▸ YOUR TASK
In the news report about the WikiLeaks founder, which town was the woman who accused him of rape from?

▸ SELECTED EXTRACT
------------------------------------------------------------------------
Friends of the secretive founder of WikiLeaks, the website behind the biggest leak of United States military documents in history, claimed yesterday that he was the victim of a smear campaign after prosecutors withdrew a warrant for his arrest in connection with rape and molestation allegations.

On Saturday a spokeswoman for the Swedish prosecutors office in Stockholm confirmed that an arrest warrant for Julian Assange had been issued and urged him to "contact police so that he can be confronted with the suspicions".

According to Expressen, the Swedish newspaper, the 39-year-old Australian had been wanted in connection with two separate incidents. The first involved a woman from Stockholm who said he had molested her. The second involved a woman from Enkoping, a town about an hour's drive west of Stockholm, who had accused Assange of rape. The warrant was later withdrawn.

Assange, who has no known addressand spends much of his time travellingto ensure a low profile, had earlier deniedthe charges on WikiLeaks' Twitter page, saying they "are without basis and theirissue at this moment is deeply disturbing".

Assange's online supporters were quick to point the finger at US intelligence agencies. Typical tweets included: "America will silence you one way or another." Another asked: "Can't you spooks frame up with something more original?"
------------------------------------------------------------------------
▸ Collected data
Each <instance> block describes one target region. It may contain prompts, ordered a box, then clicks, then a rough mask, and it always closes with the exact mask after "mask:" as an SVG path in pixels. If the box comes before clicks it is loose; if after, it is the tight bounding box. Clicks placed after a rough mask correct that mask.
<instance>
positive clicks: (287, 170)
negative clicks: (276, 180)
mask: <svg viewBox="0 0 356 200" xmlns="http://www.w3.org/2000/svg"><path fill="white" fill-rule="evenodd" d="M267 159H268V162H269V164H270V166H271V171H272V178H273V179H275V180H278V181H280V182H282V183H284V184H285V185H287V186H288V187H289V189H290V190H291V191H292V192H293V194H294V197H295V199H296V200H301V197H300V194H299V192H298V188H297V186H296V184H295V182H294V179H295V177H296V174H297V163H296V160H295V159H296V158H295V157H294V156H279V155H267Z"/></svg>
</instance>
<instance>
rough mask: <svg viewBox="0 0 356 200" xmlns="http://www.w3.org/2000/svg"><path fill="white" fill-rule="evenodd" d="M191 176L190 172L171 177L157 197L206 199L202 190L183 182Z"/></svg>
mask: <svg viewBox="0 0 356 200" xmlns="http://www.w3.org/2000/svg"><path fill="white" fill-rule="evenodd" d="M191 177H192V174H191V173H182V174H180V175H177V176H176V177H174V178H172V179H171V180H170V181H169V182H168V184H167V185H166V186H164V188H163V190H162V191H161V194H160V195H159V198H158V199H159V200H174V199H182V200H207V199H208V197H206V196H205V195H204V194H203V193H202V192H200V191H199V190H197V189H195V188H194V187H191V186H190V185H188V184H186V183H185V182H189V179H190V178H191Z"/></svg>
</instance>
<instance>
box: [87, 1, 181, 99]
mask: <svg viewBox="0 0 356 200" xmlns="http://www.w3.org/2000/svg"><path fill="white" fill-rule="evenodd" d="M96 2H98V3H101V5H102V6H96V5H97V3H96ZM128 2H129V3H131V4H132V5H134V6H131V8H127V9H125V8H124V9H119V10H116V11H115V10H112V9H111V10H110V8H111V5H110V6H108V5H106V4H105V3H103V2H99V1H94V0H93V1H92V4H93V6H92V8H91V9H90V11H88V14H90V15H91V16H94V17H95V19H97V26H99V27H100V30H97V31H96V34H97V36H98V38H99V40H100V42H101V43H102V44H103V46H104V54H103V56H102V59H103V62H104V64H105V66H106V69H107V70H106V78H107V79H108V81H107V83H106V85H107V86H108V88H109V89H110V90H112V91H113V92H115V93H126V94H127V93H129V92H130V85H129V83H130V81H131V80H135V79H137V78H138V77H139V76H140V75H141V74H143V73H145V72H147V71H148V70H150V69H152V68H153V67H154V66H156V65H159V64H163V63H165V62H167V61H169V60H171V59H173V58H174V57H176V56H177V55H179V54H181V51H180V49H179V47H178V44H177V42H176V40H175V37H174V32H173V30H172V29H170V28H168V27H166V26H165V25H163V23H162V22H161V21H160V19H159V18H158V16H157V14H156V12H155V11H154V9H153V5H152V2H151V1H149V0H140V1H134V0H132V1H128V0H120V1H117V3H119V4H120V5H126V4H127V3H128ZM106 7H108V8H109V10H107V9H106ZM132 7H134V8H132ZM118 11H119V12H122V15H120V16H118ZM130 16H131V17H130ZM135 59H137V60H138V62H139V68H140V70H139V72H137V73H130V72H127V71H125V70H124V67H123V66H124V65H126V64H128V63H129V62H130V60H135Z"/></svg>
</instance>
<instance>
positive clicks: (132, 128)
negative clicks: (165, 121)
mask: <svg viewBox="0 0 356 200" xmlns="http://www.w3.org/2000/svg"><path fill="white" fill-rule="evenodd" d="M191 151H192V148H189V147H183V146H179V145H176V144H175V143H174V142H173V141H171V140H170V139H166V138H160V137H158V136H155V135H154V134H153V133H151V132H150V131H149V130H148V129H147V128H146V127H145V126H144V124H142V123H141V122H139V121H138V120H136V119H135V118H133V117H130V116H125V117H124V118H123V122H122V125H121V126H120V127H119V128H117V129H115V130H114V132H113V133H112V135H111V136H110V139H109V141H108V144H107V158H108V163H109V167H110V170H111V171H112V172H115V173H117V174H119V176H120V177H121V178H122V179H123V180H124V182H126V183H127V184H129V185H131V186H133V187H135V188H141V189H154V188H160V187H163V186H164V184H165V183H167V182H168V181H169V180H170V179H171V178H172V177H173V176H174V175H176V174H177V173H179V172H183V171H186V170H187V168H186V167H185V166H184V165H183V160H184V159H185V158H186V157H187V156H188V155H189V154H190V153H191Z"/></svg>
------------------------------------------------------------------------
▸ YOUR SOLUTION
Enkoping, a town about an hour's drive west of Stockholm.